## Task brief
From the records that follow, copy every line that contains the word "below".

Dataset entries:
————————

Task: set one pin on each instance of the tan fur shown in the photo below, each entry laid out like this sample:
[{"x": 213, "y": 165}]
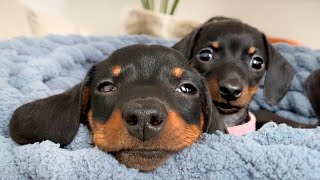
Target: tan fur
[
  {"x": 116, "y": 70},
  {"x": 243, "y": 101},
  {"x": 177, "y": 72},
  {"x": 215, "y": 44},
  {"x": 112, "y": 136},
  {"x": 252, "y": 51}
]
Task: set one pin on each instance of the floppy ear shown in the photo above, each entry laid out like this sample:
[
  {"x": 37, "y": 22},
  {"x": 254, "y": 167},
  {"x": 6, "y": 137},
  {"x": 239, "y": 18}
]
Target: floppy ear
[
  {"x": 186, "y": 45},
  {"x": 279, "y": 75},
  {"x": 55, "y": 118},
  {"x": 212, "y": 119},
  {"x": 313, "y": 91}
]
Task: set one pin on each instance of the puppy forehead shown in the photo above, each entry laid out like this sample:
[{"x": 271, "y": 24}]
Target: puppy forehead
[
  {"x": 230, "y": 30},
  {"x": 143, "y": 62}
]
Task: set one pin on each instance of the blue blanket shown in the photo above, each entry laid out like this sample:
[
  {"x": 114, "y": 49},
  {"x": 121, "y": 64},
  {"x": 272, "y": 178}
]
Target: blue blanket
[{"x": 37, "y": 68}]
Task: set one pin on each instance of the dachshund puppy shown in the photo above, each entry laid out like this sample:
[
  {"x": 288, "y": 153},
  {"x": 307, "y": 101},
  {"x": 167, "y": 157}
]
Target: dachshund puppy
[
  {"x": 233, "y": 57},
  {"x": 142, "y": 104}
]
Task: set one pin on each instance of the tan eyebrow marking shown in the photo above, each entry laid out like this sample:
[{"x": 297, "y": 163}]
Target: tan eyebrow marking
[
  {"x": 116, "y": 70},
  {"x": 215, "y": 44},
  {"x": 177, "y": 72},
  {"x": 252, "y": 50}
]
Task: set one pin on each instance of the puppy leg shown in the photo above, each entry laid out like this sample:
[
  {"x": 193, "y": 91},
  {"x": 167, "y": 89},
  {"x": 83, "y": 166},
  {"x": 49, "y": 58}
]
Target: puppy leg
[
  {"x": 313, "y": 91},
  {"x": 265, "y": 116}
]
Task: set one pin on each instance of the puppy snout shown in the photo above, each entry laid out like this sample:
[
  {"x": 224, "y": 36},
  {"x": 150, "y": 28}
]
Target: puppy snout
[
  {"x": 230, "y": 90},
  {"x": 144, "y": 119}
]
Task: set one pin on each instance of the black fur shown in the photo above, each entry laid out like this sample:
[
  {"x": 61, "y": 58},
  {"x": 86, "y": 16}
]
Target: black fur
[
  {"x": 235, "y": 38},
  {"x": 146, "y": 72}
]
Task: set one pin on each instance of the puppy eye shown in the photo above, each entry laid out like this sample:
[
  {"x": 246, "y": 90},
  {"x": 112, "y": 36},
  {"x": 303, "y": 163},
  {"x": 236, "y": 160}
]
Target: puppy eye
[
  {"x": 205, "y": 54},
  {"x": 188, "y": 89},
  {"x": 256, "y": 62},
  {"x": 106, "y": 87}
]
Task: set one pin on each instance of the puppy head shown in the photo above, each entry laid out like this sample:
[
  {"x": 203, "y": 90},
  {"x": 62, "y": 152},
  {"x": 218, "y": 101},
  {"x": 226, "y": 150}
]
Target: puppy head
[
  {"x": 144, "y": 103},
  {"x": 234, "y": 56}
]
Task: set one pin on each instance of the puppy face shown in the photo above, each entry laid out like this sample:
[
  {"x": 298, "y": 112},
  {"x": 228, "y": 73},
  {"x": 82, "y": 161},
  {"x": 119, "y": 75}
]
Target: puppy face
[
  {"x": 234, "y": 56},
  {"x": 145, "y": 104},
  {"x": 142, "y": 104}
]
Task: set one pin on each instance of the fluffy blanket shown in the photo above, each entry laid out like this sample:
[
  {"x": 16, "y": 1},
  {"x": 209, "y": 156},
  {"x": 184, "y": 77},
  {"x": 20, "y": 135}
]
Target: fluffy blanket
[{"x": 36, "y": 68}]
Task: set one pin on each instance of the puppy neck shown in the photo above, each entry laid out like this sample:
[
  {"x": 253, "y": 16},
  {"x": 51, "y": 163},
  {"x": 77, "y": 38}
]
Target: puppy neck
[{"x": 235, "y": 119}]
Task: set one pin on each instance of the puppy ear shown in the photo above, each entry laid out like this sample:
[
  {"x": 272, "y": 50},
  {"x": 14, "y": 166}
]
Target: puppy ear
[
  {"x": 313, "y": 91},
  {"x": 279, "y": 74},
  {"x": 55, "y": 118},
  {"x": 186, "y": 45},
  {"x": 212, "y": 120}
]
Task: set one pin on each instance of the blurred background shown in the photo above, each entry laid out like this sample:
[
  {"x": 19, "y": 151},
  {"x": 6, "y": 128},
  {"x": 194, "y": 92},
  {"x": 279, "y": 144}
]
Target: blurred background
[{"x": 291, "y": 19}]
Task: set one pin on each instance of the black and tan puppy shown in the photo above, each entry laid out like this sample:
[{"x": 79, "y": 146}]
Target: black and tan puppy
[
  {"x": 234, "y": 57},
  {"x": 313, "y": 91},
  {"x": 142, "y": 104}
]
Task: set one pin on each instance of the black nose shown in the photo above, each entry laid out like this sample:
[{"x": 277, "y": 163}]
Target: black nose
[
  {"x": 144, "y": 119},
  {"x": 230, "y": 90}
]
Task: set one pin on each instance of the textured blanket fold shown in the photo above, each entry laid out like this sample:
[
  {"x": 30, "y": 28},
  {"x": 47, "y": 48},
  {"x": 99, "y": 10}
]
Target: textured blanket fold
[{"x": 37, "y": 68}]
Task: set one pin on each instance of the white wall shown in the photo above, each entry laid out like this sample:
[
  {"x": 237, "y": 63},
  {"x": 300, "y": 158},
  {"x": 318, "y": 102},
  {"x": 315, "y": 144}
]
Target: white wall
[{"x": 295, "y": 19}]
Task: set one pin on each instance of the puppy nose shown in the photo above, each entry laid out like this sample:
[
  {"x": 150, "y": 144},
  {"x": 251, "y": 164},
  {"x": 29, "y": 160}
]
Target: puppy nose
[
  {"x": 230, "y": 90},
  {"x": 144, "y": 119}
]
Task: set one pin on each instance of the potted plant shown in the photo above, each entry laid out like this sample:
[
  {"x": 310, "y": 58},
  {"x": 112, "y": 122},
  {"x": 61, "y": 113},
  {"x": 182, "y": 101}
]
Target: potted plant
[{"x": 162, "y": 23}]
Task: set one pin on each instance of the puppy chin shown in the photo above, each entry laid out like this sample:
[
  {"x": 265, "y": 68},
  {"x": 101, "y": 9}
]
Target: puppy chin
[{"x": 144, "y": 160}]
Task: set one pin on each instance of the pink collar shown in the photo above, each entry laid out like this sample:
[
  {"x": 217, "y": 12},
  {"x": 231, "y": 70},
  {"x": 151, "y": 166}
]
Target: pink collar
[{"x": 245, "y": 128}]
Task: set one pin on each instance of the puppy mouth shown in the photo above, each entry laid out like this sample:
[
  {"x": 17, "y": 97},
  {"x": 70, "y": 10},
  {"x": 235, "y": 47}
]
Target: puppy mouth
[
  {"x": 226, "y": 108},
  {"x": 142, "y": 159}
]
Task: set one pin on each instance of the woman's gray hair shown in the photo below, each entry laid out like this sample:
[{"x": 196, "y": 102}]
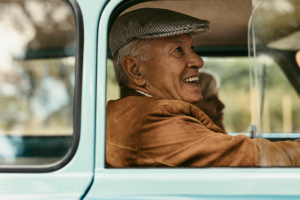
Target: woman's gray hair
[{"x": 138, "y": 48}]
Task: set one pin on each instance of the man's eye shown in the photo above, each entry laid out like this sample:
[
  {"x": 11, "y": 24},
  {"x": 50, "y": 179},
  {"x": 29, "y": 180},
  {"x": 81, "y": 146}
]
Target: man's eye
[{"x": 178, "y": 49}]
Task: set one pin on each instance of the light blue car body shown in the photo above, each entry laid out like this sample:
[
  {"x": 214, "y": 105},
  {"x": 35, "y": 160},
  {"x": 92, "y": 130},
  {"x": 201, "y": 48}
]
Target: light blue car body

————————

## Answer space
Task: set one pin on each instance of the tan fur shown in the photo below, each entry laid out like this sample:
Task: set one pin on each instance of the woman's gray hair shown in the photo below, each entry laid out like this sample:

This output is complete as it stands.